■ THE TASK: Please copy the data below word for word, leaving the pictures out of your answer.

(Stored dataset items)
——————————

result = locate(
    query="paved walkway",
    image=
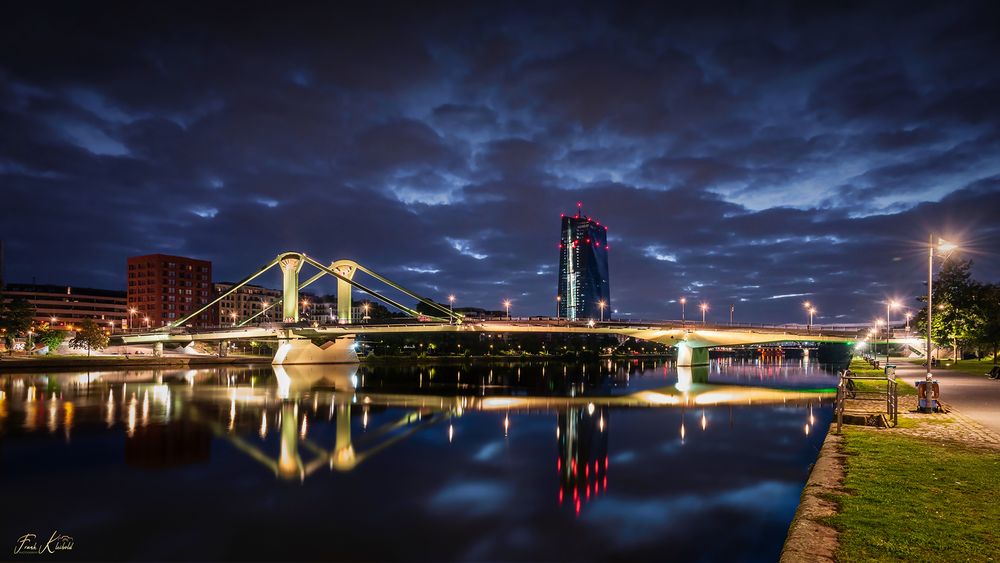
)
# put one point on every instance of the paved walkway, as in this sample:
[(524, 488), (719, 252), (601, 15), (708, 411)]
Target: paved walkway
[(973, 395)]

——————————

■ CORRECT RESULT:
result = locate(
    query="paved walkway",
    image=
)
# put one point on every instance of the paved walkway, as in this sample:
[(524, 488), (719, 252), (601, 15), (708, 411)]
Target: paved walkway
[(973, 395)]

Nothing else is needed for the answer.